**REQUIRED WORK:**
The answer must be a single number: the count of lines in these records that hold "interior".

**DATA:**

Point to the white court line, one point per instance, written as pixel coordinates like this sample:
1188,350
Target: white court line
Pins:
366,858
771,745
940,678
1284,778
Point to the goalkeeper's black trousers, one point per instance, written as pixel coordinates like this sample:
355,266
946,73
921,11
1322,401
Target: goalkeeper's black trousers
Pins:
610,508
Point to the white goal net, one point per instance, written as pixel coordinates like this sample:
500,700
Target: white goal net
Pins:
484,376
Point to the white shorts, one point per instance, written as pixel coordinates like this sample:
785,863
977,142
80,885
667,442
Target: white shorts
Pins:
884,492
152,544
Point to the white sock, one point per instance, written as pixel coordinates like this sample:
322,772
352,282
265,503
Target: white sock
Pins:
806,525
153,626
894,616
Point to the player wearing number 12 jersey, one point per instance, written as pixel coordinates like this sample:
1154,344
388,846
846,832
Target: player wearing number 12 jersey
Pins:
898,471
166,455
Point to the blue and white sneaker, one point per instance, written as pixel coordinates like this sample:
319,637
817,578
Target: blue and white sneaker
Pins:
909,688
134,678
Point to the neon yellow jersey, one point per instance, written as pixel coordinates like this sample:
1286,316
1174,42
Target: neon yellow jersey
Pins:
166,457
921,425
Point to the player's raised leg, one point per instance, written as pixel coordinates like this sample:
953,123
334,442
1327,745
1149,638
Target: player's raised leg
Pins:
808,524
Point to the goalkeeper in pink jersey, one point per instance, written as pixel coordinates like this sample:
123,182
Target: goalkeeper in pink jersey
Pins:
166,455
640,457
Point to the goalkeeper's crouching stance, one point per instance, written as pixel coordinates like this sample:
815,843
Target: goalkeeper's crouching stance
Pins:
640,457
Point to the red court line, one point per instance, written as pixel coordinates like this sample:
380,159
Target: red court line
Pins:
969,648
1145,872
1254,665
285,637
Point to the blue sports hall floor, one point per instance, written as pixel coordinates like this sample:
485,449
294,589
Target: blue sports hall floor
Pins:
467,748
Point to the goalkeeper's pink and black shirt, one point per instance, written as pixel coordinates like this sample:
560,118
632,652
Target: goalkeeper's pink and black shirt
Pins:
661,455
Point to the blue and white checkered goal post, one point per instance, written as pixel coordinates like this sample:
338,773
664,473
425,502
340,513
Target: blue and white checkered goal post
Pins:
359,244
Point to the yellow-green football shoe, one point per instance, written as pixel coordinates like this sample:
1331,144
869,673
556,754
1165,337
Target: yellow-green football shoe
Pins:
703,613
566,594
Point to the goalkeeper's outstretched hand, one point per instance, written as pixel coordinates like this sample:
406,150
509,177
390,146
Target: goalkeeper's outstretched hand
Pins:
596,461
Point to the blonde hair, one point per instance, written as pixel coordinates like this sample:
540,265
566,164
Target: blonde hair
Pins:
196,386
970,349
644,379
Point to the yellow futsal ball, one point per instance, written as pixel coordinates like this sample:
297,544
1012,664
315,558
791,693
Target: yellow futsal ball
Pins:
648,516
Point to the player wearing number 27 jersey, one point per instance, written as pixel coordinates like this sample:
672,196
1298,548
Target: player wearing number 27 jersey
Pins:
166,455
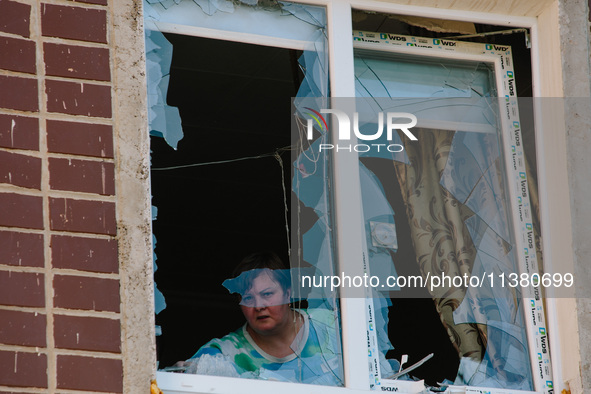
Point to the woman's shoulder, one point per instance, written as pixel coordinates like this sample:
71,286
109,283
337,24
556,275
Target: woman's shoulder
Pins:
321,315
228,344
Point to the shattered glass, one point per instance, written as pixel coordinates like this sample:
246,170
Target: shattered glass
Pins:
317,357
459,97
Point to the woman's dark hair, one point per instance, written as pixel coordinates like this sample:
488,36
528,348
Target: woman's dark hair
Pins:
250,267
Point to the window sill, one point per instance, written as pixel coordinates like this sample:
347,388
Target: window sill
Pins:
175,383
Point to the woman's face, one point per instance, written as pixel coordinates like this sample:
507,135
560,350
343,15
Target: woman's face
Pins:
266,306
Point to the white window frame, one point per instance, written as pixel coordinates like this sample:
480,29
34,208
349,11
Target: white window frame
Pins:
347,210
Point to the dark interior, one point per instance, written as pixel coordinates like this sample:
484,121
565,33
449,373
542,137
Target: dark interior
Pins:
234,101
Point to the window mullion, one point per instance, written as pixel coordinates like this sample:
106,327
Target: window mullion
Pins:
347,202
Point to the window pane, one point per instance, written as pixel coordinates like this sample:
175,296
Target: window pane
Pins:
222,186
438,209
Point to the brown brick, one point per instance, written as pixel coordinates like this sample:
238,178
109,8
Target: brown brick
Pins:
80,138
82,216
87,333
77,62
75,23
22,328
17,210
17,55
21,249
89,373
78,98
84,254
82,176
15,17
22,289
99,2
78,292
20,170
23,369
19,93
19,132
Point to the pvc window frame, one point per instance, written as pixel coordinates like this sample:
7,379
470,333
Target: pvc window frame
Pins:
347,199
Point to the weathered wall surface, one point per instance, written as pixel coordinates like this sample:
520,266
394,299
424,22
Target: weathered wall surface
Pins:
574,32
60,325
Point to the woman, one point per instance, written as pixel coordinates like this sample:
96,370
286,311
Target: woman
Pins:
276,342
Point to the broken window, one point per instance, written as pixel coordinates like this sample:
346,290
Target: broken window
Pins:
229,179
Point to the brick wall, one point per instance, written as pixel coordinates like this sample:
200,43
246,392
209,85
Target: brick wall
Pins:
60,321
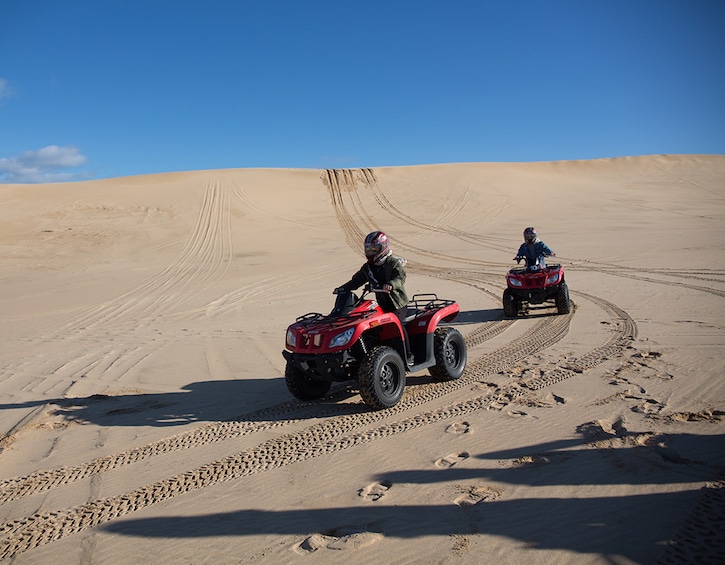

**RESULT OF THE EXERCISE:**
2